SOURCE PASSAGE Block Start
In Auckland, the estimated number of girls working the streets decreased significantly, from 360 to 106. People working in massage parlours and other establishments expressed a desire to stay in the work because of the financial rewards. [Report of the Prostitution Law Review Committee on the Operation of the Prostitution Reform Act 2003. Available online at: http://www.justice.govt.nz/policy-and-consultation/legislation/prostitution-law-review-committee/publications/plrc-report/report-of-the-prostitution-law-review-committee-on-the-operation-of-the-prostitution-reform-act-2003] In 2010, interviews with over 700 sex workers in New Zealand were published. [G Abel, L Fitzgerald, C Healy, (eds). Taking the crime out of sex work: New Zealand sex workers' fight for decriminalisation. Policy Press 2010] The number of interviews represents almost 12% of the estimated 5932 prostitutes in the country, a far higher proportion than in virtually any other qualitative study of sex workers ever conducted.

It concluded that the majority entered and stayed in the sex trade for financial reasons, that they felt the new laws gave them more protection, and that the result was positive changes overall for safety and health. As a result of the legislation they had become more willing (and able) to report crimes to the police - surely a victory for women’s safety.
SOURCE PASSAGE Block End
▶ **PROBLEM TO WORK ON**
Return the stretch of the passage on New Zealand's prostitution law reform from "It concluded that" through "for women’s safety.", copied word for word.
GIVEN MATERIAL Block Start
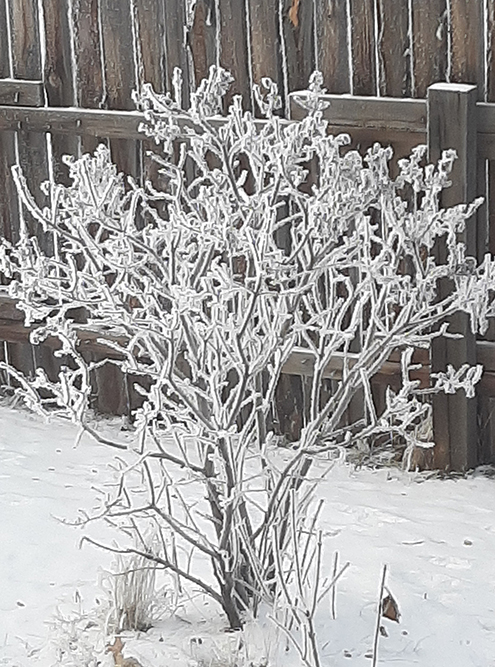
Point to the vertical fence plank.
GIVEN MATERIAL Block End
▶ **RESPONSE FOR THIS EXERCISE**
It concluded that the majority entered and stayed in the sex trade for financial reasons, that they felt the new laws gave them more protection, and that the result was positive changes overall for safety and health. As a result of the legislation they had become more willing (and able) to report crimes to the police - surely a victory for women’s safety.